SELECTION:
- Directed by: Carlo Vanzina
- Written by: Carlo Vanzina Enrico Vanzina
- Starring: Gigi Proietti Enrico Brignano Carlo Buccirosso Biagio Izzo Martina Stella Enrico Bertolino Alena Seredova Paolo Ruffini Paolo Conticini Jayde Nicole Maurizio Mattioli Sascha Zacharias
- Music by: Manuel De Sica Luigi Mas
- Distributed by: Medusa Film
- Release date: 12 June 2009;
- Running time: 110 minutes
- Country: Italy
- Language: Italian

= Un'estate ai Caraibi =

2009 film by Carlo Vanzina

Un'estate ai Caraibi is a 2009 Italian comedy film directed by Carlo Vanzina. It stars Gigi Proietti, Enrico Brignano, Carlo Buccirosso, Biagio Izzo, and Martina Stella.

==Plot==
Several groups of Italians experience amusing adventures and tests of character on the Caribbean island of Antigua. Some of the characters are there simply for rest and relaxation, while others act with different motivations. Multiple plot lines unfold simultaneously as different characters' stories are presented.

PROVIDED DATA:

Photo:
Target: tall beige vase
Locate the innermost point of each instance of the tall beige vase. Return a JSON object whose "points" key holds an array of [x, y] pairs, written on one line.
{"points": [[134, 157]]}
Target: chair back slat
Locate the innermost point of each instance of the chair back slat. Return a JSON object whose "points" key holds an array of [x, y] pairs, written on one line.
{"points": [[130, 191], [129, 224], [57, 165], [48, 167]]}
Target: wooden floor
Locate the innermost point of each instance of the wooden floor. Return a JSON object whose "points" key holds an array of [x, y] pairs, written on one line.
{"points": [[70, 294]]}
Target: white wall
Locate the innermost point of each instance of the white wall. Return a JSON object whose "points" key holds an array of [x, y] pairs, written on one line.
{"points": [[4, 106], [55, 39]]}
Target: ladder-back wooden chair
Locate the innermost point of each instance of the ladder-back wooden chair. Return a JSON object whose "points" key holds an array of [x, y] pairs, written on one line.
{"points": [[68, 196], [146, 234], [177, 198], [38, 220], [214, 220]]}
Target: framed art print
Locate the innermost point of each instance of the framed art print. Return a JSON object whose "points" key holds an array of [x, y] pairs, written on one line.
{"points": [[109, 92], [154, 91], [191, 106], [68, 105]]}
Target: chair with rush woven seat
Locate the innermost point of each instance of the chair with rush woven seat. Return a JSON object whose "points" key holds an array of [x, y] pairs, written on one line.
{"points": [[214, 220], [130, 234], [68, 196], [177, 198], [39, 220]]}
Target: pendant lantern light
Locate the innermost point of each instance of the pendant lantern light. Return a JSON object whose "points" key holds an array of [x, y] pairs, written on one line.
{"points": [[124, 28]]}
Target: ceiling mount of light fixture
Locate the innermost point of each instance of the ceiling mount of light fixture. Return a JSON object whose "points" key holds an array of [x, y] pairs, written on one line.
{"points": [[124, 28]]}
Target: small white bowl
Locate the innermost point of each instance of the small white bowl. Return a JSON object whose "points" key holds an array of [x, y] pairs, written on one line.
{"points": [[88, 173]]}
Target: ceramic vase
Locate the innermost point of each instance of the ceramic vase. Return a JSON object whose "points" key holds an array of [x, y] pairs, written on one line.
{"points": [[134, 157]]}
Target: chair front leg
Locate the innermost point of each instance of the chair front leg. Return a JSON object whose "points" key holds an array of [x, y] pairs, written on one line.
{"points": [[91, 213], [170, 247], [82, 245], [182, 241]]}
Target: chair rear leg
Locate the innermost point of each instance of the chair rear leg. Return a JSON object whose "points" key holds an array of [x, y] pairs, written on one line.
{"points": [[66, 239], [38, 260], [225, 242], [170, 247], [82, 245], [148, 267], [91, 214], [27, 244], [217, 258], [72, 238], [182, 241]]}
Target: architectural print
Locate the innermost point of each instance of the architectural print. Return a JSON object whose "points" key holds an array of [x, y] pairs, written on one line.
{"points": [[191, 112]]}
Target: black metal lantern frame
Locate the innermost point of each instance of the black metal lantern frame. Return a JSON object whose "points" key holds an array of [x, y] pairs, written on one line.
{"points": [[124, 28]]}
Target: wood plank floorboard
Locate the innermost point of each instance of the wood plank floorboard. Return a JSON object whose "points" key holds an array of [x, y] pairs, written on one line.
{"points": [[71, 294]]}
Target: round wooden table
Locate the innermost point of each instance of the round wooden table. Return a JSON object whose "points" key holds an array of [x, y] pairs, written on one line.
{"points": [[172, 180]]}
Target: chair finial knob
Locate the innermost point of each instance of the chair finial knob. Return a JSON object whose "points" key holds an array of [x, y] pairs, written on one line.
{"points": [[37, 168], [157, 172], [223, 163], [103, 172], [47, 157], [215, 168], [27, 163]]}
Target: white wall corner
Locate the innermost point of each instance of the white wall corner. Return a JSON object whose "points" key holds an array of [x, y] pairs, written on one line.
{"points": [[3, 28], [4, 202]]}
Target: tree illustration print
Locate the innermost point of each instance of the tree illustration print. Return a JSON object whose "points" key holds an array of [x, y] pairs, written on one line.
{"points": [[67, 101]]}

REQUEST: Print the entire Un'estate ai Caraibi film entry above again, word for word, with no changes.

RESPONSE TO THE TASK:
- Directed by: Carlo Vanzina
- Written by: Carlo Vanzina Enrico Vanzina
- Starring: Gigi Proietti Enrico Brignano Carlo Buccirosso Biagio Izzo Martina Stella Enrico Bertolino Alena Seredova Paolo Ruffini Paolo Conticini Jayde Nicole Maurizio Mattioli Sascha Zacharias
- Music by: Manuel De Sica Luigi Mas
- Distributed by: Medusa Film
- Release date: 12 June 2009;
- Running time: 110 minutes
- Country: Italy
- Language: Italian

= Un'estate ai Caraibi =

2009 film by Carlo Vanzina

Un'estate ai Caraibi is a 2009 Italian comedy film directed by Carlo Vanzina. It stars Gigi Proietti, Enrico Brignano, Carlo Buccirosso, Biagio Izzo, and Martina Stella.

==Plot==
Several groups of Italians experience amusing adventures and tests of character on the Caribbean island of Antigua. Some of the characters are there simply for rest and relaxation, while others act with different motivations. Multiple plot lines unfold simultaneously as different characters' stories are presented.